- PROVIDED RECORDS -
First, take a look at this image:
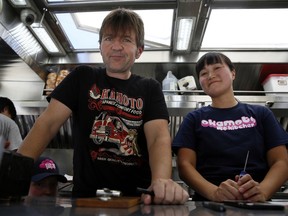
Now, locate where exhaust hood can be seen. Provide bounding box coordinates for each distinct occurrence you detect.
[0,38,45,101]
[0,0,47,101]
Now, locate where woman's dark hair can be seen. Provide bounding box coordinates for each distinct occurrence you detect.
[195,52,235,77]
[99,8,145,48]
[0,97,17,120]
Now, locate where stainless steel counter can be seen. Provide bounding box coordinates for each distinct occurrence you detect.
[0,197,287,216]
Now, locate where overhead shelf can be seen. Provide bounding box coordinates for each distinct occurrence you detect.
[164,92,288,117]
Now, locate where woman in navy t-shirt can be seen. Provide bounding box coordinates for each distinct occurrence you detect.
[172,52,288,202]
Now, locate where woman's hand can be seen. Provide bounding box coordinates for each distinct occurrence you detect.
[211,179,244,202]
[236,174,266,202]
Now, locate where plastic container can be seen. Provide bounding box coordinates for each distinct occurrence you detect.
[178,76,196,92]
[262,74,288,95]
[162,71,178,94]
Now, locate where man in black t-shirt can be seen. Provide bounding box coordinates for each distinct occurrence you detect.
[17,8,189,205]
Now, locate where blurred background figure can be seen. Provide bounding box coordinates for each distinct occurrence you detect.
[0,136,4,165]
[28,156,67,197]
[0,96,22,150]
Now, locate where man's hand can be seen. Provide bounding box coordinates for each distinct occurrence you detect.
[141,178,189,205]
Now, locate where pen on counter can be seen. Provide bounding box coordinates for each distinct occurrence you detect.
[202,201,226,212]
[136,187,155,196]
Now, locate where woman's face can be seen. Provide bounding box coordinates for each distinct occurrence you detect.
[198,62,235,98]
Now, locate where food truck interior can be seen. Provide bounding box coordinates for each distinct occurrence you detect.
[0,0,288,193]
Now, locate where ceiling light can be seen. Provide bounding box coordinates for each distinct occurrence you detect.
[174,17,195,52]
[29,8,62,54]
[31,25,60,53]
[9,23,42,55]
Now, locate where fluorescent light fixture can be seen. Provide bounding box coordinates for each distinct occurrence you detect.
[31,25,60,53]
[9,23,42,55]
[8,0,27,6]
[174,18,195,51]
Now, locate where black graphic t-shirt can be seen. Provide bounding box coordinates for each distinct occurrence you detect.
[48,65,169,197]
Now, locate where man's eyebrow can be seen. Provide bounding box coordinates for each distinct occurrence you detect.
[103,33,113,36]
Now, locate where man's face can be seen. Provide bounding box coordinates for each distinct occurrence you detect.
[100,29,143,76]
[1,107,12,119]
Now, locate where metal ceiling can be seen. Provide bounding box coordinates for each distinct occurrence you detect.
[4,0,288,62]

- WORK INSTRUCTION -
The lines to reproduce run from the one containing "Now, locate where black" to the last line of the listing; print them exactly, including both ends.

- EXERCISE RESPONSE -
Now, locate where black graphic t-shirt can be seen. Provide bounding box coordinates for each distinct occurrence you detect.
[48,65,169,197]
Now, locate where man's eyebrow can be seen. Provide bounding box coordinates for each distinct occurrence you detect.
[103,33,113,36]
Now, locate where man's face can be seen. Provide bounding box coordinates for each distinct occurrence you detect.
[100,29,143,76]
[1,107,12,119]
Now, locate where metal ceiling can be seen. Provide bounding box coordinates for each distinct occurrence you detect.
[4,0,288,62]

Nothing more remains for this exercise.